### What this task involves
Every line from the one that contains "Expected behaviour: for every instance of the face, place" to the end of the records must be restated word for word. No other line belongs in the answer.

[Referring expression pointing data]
↓↓↓

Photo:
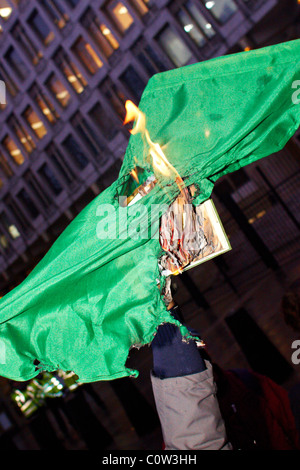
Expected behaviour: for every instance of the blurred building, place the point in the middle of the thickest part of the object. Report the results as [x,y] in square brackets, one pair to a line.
[69,67]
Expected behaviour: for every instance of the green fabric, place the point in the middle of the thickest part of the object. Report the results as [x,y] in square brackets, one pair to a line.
[89,300]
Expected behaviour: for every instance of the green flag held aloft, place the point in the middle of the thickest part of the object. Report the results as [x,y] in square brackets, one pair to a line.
[91,298]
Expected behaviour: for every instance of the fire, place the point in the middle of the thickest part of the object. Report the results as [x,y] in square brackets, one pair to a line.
[159,160]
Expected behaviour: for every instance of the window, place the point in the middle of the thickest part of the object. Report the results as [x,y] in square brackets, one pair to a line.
[116,97]
[75,152]
[120,15]
[174,47]
[26,44]
[17,214]
[101,118]
[9,226]
[28,203]
[22,134]
[5,167]
[87,55]
[16,63]
[222,10]
[194,24]
[9,83]
[70,71]
[41,28]
[58,90]
[58,161]
[13,150]
[44,103]
[49,177]
[56,12]
[35,122]
[87,134]
[100,33]
[201,21]
[133,81]
[5,10]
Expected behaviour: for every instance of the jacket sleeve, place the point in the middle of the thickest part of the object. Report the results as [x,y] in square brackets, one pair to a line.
[189,412]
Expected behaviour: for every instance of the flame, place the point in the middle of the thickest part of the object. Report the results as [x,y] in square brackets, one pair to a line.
[159,160]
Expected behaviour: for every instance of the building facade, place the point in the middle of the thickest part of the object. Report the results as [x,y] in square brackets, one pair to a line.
[69,66]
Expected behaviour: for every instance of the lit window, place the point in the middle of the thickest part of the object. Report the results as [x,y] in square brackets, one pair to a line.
[44,103]
[120,15]
[174,47]
[87,55]
[5,167]
[5,9]
[191,28]
[35,122]
[23,136]
[16,63]
[70,71]
[194,24]
[59,91]
[222,10]
[13,150]
[55,12]
[201,21]
[41,28]
[27,45]
[100,33]
[140,6]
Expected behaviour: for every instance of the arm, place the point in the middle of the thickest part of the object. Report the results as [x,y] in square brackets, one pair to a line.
[185,394]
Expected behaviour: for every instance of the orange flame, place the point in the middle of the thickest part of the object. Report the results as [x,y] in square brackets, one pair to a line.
[159,160]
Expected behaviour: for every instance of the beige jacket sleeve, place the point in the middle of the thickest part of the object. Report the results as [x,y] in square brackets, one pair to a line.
[189,412]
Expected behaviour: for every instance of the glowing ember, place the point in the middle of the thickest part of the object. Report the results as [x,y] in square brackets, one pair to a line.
[159,160]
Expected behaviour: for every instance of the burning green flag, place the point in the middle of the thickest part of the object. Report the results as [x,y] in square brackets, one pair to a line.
[95,295]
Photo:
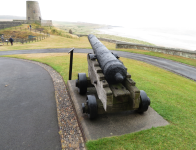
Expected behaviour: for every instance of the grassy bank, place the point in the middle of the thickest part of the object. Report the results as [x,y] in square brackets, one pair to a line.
[60,40]
[54,42]
[172,96]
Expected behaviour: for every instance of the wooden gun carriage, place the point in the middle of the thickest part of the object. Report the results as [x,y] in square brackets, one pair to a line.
[115,89]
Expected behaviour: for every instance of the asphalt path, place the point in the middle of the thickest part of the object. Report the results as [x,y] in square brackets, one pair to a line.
[28,117]
[178,68]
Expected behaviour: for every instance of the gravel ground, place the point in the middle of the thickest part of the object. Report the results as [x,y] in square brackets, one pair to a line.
[69,130]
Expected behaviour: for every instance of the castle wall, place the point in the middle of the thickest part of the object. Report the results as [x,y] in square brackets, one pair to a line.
[33,11]
[46,22]
[8,24]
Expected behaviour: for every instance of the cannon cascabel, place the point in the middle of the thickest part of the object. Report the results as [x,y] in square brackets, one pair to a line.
[113,70]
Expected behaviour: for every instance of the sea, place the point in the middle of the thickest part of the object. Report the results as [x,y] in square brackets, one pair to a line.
[182,38]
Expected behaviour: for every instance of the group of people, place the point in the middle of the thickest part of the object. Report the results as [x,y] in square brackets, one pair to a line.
[11,40]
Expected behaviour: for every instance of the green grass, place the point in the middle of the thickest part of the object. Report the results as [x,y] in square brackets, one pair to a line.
[172,96]
[60,40]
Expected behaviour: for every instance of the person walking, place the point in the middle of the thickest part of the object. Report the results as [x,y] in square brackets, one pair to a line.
[11,40]
[2,39]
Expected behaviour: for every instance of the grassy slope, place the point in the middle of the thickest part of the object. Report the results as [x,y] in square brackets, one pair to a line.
[64,41]
[172,96]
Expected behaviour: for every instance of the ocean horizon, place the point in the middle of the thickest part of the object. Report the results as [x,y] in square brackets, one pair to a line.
[166,37]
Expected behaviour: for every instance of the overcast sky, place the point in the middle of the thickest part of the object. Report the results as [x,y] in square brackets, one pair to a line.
[136,13]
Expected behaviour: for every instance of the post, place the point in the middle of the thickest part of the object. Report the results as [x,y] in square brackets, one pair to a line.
[71,62]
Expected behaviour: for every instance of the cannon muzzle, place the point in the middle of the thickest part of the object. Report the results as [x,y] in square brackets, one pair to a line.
[113,70]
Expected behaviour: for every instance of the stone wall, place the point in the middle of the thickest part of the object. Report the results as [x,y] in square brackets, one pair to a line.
[33,11]
[165,50]
[28,21]
[46,22]
[8,24]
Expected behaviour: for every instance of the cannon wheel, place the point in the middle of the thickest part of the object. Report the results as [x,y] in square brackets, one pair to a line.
[92,106]
[82,89]
[145,102]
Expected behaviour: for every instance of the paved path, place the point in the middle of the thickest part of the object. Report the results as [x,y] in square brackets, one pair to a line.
[178,68]
[28,118]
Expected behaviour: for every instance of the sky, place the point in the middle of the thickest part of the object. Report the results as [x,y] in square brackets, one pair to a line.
[134,13]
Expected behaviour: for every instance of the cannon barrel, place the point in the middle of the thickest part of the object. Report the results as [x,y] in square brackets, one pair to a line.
[113,70]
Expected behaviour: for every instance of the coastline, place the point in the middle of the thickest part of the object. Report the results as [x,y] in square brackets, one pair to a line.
[166,37]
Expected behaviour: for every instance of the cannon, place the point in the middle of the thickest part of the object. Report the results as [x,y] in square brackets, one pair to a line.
[116,91]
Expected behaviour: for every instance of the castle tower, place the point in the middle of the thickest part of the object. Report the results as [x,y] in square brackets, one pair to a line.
[33,10]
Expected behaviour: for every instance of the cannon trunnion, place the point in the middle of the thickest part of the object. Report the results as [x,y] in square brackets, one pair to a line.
[116,91]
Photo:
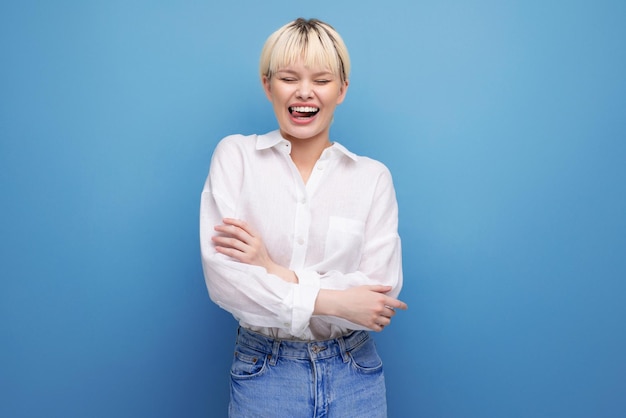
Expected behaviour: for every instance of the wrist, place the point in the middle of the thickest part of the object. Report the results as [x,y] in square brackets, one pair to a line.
[327,303]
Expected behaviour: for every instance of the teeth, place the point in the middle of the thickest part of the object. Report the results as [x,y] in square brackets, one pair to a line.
[304,109]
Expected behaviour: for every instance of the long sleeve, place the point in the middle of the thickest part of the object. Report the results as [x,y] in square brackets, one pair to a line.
[248,292]
[337,231]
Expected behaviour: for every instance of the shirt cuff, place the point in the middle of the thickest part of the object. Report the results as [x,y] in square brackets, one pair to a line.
[305,294]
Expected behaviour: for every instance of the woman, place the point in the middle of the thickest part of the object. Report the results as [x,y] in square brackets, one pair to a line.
[299,242]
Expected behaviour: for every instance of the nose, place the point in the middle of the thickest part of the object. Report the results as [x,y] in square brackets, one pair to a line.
[305,90]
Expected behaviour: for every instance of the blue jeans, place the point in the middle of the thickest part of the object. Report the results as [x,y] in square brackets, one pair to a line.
[340,378]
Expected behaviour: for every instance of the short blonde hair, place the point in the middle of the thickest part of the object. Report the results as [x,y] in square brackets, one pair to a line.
[314,41]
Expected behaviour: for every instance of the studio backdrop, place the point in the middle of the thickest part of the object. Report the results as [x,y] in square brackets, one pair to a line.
[502,122]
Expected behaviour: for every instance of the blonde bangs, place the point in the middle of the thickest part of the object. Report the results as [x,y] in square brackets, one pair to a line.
[317,44]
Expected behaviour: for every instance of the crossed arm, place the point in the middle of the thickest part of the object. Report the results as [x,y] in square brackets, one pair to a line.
[366,305]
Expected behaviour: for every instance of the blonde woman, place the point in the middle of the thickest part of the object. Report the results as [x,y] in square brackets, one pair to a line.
[299,243]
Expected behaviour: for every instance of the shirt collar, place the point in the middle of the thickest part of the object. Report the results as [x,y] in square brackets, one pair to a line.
[273,139]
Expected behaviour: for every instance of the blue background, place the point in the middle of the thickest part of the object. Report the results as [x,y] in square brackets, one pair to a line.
[503,123]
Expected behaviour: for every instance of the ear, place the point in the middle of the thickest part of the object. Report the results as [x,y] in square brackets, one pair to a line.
[342,91]
[267,87]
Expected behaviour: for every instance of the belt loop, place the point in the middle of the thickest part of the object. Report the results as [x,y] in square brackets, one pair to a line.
[342,348]
[275,348]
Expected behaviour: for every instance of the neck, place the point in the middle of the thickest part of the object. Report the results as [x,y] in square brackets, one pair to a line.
[306,151]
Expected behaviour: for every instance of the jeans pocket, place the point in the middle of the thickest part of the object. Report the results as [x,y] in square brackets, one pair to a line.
[247,363]
[365,358]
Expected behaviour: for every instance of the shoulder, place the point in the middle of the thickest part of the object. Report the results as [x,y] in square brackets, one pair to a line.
[364,164]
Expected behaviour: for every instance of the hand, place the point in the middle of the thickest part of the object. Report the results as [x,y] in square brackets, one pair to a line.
[368,306]
[240,241]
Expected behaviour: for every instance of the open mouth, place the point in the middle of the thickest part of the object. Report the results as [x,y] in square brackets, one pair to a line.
[303,111]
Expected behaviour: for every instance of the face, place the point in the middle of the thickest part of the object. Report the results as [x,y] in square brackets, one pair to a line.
[304,100]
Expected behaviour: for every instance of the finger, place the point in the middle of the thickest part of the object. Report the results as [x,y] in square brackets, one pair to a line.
[228,242]
[395,304]
[234,231]
[379,288]
[240,224]
[389,311]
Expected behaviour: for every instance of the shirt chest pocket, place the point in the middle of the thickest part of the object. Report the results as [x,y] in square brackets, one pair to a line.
[344,244]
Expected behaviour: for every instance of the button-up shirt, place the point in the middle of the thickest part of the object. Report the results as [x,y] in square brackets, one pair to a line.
[337,231]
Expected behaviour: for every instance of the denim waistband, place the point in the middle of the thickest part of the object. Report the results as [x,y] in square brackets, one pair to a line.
[275,348]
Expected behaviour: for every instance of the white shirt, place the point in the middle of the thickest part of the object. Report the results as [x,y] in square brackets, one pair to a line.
[337,231]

↑↑↑

### Written answer
Expected behaviour: for every instance of the face, place the point in the middle of the thickest part of the object. Report the results as [x,y] in square brackets, one pair to a line.
[304,100]
Expected behaviour: for every instance of the finger, place the point in the middle of the thickest part of the object. Report the results as [x,y] in square brackets, one pair to a line.
[228,242]
[395,304]
[234,231]
[379,288]
[240,224]
[389,311]
Expected behaviour: for every instance of the shirt chest pocket, place the point in the middle of the thickest part of the object. Report the results as [x,y] in square brackets, one pair to a line.
[344,244]
Expected behaviour: for every instance of the button-up shirt, place the point in the middle of the thickest part of the object. Report the results as [x,y] in square brackets, one pair to a line.
[337,231]
Expected behaviour: for every instance of the denim waistband, place the point in the middle of the thickest part of the object. Report the results as [x,y] in square brackets, one pair to a line.
[275,348]
Expected behaviour: for every instance of the white shirt, place the point in the middle of the thickest part of the object. Report the results as [x,y] in square brackets, one pair to a line.
[337,231]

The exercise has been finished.